_DATASET ROWS_
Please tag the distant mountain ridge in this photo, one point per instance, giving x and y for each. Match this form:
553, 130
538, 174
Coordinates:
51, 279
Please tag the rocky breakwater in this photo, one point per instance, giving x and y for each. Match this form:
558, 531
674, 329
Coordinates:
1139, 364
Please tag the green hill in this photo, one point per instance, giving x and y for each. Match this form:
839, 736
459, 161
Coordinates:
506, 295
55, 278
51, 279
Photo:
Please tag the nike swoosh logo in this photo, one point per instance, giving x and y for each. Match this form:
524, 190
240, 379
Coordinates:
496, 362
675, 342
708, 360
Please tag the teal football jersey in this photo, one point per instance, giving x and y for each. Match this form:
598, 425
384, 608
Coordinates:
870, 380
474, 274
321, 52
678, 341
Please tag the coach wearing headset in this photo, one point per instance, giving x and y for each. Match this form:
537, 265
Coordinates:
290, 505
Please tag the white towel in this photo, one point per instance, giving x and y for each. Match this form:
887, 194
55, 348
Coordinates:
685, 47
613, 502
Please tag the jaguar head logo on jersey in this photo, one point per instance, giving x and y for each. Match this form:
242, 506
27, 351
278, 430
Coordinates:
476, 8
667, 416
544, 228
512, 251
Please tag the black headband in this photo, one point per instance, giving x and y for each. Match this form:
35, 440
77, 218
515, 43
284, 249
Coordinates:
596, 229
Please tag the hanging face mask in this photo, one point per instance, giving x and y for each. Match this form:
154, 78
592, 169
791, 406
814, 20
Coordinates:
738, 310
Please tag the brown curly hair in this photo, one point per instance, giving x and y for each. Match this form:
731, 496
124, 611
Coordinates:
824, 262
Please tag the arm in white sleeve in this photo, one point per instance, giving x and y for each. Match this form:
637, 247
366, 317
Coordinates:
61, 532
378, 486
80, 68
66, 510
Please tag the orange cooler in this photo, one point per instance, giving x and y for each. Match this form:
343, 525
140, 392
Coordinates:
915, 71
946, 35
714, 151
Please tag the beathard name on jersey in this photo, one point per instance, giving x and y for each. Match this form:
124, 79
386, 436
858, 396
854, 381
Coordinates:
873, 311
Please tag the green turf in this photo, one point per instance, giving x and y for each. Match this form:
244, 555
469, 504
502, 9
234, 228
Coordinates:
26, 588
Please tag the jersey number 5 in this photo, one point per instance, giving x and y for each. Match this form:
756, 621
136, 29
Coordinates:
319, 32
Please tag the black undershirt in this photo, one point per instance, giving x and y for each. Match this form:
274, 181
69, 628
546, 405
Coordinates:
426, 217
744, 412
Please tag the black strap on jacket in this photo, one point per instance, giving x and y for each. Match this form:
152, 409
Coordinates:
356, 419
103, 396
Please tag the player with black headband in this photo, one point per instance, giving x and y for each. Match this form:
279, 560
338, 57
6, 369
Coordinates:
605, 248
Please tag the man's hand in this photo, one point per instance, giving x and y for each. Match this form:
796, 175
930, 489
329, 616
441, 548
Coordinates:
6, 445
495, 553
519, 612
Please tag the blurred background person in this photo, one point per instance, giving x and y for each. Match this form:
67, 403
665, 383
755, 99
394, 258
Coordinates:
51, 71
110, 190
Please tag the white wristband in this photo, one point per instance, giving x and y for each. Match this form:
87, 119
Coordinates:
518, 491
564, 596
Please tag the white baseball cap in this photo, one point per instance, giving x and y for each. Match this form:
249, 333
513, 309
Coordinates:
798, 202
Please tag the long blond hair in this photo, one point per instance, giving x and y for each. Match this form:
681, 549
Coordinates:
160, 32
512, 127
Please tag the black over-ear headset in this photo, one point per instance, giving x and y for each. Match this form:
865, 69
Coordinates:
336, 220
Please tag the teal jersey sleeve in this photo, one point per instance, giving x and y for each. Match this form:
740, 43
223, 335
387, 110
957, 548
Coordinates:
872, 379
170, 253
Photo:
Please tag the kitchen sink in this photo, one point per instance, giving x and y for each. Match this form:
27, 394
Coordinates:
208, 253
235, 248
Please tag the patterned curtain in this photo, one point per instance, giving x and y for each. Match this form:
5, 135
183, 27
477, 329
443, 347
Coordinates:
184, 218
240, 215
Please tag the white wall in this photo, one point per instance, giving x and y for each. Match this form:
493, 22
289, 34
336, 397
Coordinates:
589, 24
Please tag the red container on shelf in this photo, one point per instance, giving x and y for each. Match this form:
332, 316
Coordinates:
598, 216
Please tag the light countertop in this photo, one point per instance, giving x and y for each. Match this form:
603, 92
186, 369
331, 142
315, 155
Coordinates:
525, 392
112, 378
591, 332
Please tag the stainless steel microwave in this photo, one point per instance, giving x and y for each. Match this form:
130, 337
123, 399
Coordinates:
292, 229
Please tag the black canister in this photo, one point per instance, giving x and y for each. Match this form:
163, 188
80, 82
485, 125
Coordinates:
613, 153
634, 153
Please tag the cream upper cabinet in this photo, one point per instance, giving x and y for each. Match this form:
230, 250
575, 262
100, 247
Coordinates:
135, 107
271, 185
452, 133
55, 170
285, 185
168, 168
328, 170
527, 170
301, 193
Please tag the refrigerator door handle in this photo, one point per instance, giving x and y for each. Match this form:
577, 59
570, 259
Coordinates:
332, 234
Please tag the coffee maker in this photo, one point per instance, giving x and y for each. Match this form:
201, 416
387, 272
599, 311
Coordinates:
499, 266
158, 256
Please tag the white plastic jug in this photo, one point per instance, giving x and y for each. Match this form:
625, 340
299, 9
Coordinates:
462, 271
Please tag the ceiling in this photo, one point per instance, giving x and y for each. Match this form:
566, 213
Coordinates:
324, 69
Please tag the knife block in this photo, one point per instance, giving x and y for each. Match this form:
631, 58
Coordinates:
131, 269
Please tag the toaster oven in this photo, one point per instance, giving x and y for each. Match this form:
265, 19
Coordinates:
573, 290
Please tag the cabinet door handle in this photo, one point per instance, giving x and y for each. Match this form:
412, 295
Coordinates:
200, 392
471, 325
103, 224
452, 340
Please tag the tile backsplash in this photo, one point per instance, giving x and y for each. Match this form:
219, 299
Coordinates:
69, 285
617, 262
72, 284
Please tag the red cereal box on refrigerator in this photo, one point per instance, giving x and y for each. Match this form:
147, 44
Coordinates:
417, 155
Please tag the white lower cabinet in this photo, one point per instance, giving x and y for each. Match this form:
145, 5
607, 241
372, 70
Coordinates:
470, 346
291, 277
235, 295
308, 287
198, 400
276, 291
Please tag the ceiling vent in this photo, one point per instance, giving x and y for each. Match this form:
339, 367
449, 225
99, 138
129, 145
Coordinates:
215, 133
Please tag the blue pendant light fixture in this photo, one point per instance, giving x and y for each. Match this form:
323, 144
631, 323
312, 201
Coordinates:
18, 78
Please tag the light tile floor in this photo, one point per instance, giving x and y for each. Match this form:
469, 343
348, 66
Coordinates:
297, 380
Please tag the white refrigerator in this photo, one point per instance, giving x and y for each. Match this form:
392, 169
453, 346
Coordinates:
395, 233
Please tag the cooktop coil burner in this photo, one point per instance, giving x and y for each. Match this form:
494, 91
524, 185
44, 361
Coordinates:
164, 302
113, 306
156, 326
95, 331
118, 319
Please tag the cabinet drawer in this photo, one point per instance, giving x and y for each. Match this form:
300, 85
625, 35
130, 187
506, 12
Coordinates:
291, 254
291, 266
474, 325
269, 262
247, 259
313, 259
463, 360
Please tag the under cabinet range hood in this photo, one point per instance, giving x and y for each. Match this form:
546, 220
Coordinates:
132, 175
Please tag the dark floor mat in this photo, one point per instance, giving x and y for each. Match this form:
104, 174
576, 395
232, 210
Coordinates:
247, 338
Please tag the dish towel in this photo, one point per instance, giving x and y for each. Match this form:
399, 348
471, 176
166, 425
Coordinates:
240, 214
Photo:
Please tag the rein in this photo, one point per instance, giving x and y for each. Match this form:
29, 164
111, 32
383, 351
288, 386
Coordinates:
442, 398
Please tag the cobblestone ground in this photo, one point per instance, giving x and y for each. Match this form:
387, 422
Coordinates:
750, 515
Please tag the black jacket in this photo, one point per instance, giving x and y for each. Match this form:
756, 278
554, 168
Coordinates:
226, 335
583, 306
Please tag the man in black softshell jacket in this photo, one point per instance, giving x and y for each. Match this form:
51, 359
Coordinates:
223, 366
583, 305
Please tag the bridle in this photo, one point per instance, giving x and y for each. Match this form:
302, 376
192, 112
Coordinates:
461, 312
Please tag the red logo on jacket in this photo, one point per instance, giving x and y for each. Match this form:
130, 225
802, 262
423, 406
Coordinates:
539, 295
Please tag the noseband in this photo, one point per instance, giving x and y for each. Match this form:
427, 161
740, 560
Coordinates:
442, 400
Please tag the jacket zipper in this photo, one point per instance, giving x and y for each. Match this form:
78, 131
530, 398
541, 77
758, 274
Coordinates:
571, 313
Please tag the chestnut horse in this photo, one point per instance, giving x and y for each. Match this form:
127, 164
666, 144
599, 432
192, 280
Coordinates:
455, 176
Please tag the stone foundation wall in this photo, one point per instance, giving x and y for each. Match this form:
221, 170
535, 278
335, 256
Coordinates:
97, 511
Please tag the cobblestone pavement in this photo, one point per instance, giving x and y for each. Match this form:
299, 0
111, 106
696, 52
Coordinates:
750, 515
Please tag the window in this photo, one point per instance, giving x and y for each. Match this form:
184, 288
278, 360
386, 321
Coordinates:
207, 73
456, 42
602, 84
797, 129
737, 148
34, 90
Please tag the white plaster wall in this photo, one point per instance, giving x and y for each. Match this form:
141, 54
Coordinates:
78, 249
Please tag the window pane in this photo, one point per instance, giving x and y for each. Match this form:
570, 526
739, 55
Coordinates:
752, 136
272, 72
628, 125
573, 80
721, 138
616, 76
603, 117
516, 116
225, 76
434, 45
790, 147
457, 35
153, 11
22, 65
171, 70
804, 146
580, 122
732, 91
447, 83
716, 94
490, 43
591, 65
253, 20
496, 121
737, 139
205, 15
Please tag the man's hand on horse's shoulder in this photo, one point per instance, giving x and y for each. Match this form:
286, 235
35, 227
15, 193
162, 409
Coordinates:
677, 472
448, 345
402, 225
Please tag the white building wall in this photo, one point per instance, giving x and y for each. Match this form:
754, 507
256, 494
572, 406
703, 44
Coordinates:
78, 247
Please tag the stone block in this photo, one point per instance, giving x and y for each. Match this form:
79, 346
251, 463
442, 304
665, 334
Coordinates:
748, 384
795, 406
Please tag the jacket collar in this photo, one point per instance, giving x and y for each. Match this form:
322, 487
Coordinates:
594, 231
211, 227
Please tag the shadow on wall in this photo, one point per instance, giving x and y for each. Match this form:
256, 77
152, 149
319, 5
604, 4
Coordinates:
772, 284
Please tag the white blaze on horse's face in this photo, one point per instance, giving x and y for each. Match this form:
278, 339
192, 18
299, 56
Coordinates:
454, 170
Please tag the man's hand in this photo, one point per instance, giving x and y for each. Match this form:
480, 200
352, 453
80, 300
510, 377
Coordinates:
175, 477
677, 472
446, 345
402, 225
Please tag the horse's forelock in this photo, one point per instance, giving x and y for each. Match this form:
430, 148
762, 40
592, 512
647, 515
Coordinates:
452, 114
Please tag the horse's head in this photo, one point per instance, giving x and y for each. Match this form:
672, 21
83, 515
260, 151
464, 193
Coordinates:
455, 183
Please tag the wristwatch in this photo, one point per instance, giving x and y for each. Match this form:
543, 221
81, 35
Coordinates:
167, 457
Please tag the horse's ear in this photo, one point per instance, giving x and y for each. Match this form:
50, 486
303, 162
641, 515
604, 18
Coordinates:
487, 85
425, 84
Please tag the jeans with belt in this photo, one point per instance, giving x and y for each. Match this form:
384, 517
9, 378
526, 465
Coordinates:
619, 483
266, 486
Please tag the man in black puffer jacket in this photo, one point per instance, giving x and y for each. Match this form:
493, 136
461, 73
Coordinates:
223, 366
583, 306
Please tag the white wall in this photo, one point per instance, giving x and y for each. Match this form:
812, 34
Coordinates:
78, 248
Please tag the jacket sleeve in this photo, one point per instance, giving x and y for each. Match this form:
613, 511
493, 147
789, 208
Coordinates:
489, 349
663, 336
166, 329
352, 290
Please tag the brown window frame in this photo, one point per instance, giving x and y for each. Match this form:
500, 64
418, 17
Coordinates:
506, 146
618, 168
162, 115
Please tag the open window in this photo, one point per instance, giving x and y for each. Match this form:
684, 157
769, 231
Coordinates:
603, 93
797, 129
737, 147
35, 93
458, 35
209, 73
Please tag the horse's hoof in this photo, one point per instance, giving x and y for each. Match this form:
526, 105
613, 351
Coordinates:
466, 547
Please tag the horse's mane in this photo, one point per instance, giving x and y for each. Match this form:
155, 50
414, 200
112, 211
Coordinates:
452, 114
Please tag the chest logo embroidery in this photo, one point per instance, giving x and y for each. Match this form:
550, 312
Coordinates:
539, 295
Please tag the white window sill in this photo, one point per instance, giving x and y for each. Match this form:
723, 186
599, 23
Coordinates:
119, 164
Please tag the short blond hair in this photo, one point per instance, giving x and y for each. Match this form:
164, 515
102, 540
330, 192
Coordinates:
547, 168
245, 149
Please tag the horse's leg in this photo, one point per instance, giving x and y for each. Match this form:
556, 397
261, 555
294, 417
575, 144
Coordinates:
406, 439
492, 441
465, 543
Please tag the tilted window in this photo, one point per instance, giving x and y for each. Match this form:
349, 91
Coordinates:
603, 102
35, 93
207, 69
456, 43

_PROBLEM_
Reproduce the material without any change, starting at the line that contains "Please tag the man in black puffer" and continuing through the last line of the material.

_OUTPUT BELOW_
Please tag the man in black puffer jacket in this photo, one point per instance, giving x and y for each. Match this form:
493, 136
461, 73
Coordinates:
223, 366
583, 306
Please tag the white wall in this photo, one point per instance, giving x and y for each. Match this form:
812, 34
Coordinates:
78, 248
Please tag the jacket sleeve in this photo, one point per instance, giving x and y for each. Match this form:
613, 511
493, 147
789, 208
Coordinates:
489, 349
663, 336
166, 329
352, 290
Please tag the brown window frame in this photo, one point per instance, giving x and y for each. Match this form:
500, 64
418, 17
Coordinates:
506, 146
618, 168
162, 115
Please tag the open window in this photo, one point per instance, giving x and y for each. Match this form:
684, 157
769, 231
Coordinates:
603, 93
797, 129
737, 147
35, 93
458, 35
209, 73
Please tag the horse's hoof in this photo, one point per instance, giving x and y for each. Match this form:
526, 105
613, 351
Coordinates:
466, 547
Please tag the horse's mane in this photo, one point per instance, giving x and y for each. Match this form:
155, 50
414, 200
112, 211
Coordinates:
452, 114
Please tag the chest logo embroidery in this photo, one point per instance, giving x and y for each. Match this form:
550, 312
Coordinates:
539, 295
Please tag the white window sill in this photo, one point per instance, giving x and y for each. Match this form:
723, 186
599, 23
Coordinates:
119, 164
Please tag the short blond hair in this photo, one point per instance, giving x and y for each. Match this form:
164, 515
102, 540
330, 192
Coordinates:
547, 168
245, 149
Please tag the horse's leg in this photo, one point per instance, giving x and y for each. Match this form:
556, 397
261, 555
294, 417
575, 144
Coordinates:
406, 439
492, 441
465, 543
Please tag the tilted window in this photo, one point per instance, giving x and y for each. Match this form:
349, 91
Coordinates:
603, 102
35, 93
207, 69
456, 43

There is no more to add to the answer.